EXCERPT
********

Lokesh Palaniraj
Portfolio

Data Science Master's Graduate | Proficient in SQL, Python & R, ML, TableAU @LokeshPalaniraj.

April 2024

About me

An accomplished recent Master's graduate with a distinction in data science, showcasing a proactive approach to both education and professional development, and possessing boundless energy and forward-thinking vision. Possessing one year of experience as a cloud and infrastructure engineer, I am adept in utilizing RStudio (including dplyr, tidytext, tidyverse, ggplot) and Python (Numpy, Pandas, Scikit Learn, Matplotlib) for comprehensive data analysis. Proficient in SQL for data exploration and cleaning, I leverage visualization tools such as Tableau and PowerBI to convey insights effectively. My practical application of knowledge is demonstrated through various projects hosted on GitHub [below]. Open to all data analyst/scientist job positions and eager to demonstrate my skills and enhance the value of the organization as well.

November, 2023

Dissertation
Employee Attrition Prediction & Retention Strategies: ML Approach

Developed machine learning models to estimate employee attrition rates, using techniques like logistic regression and decision trees. Employed SMOTE for imbalanced datasets and evaluated model performance with metrics like accuracy and AUC-ROC. Identified key factors contributing to attrition and proposed retention strategies based on data analysis.

January, 2024

Data Cleaning
using SQL

This project involved cleaning and standardizing a Nashville housing dataset using SQL queries. The tasks included standardizing date formats, populating missing property addresses, breaking down addresses into individual columns, parsing owner addresses, changing boolean values for clarity, removing duplicate entries, and deleting unused columns.

********

DATA SHOWN
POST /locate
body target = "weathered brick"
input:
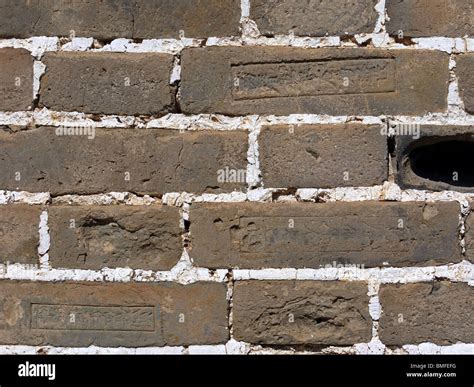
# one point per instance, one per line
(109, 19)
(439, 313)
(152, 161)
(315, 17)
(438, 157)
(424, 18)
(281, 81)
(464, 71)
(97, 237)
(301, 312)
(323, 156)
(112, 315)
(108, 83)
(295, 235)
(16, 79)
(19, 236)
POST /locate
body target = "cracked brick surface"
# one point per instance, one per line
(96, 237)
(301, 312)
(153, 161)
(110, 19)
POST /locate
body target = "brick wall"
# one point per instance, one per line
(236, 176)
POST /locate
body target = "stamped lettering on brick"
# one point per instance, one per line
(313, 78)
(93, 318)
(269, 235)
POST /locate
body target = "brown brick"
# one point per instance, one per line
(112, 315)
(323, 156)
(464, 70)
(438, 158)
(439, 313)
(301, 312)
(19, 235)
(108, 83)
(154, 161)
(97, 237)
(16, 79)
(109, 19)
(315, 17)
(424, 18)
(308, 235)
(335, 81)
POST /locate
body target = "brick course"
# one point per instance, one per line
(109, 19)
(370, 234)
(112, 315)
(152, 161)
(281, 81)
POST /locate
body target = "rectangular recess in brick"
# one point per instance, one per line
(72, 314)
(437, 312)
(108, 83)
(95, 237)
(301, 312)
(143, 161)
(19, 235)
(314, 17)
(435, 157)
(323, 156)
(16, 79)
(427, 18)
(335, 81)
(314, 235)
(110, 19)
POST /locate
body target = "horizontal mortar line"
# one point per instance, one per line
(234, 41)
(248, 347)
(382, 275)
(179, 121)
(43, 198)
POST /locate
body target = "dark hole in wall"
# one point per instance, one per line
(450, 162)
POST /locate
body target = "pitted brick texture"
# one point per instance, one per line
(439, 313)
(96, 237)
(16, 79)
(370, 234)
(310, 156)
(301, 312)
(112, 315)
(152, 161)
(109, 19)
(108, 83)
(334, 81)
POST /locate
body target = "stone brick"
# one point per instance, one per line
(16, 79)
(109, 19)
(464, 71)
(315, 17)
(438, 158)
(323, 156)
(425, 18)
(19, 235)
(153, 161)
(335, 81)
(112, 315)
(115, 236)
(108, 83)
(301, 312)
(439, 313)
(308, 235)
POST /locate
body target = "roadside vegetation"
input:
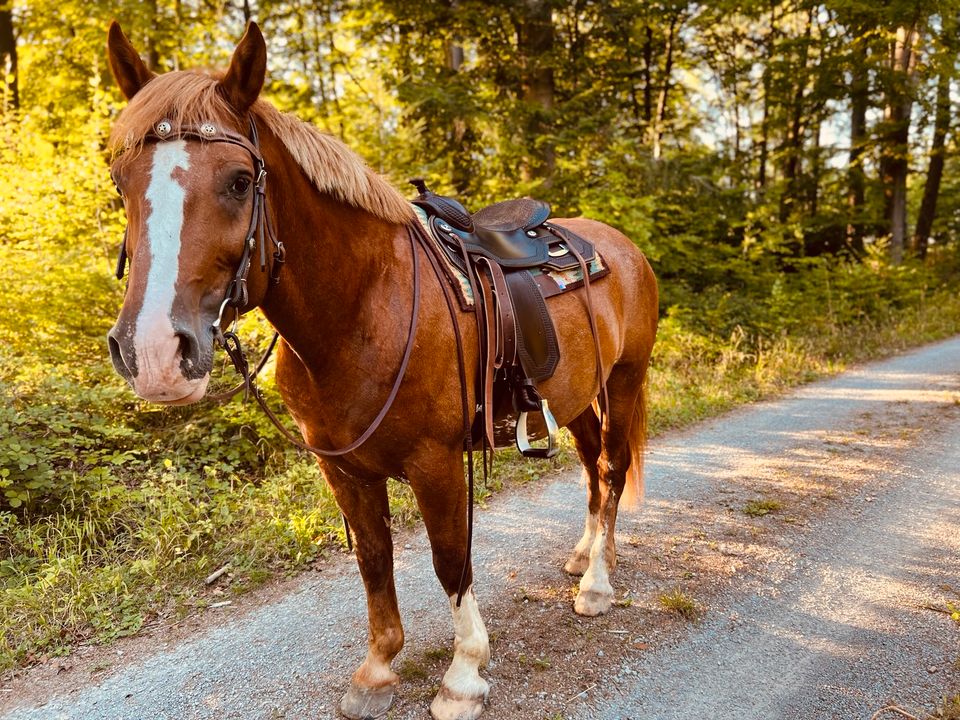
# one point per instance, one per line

********

According to the portfolio, which dataset was cleaned and standardized in the SQL project?

A Nashville housing dataset.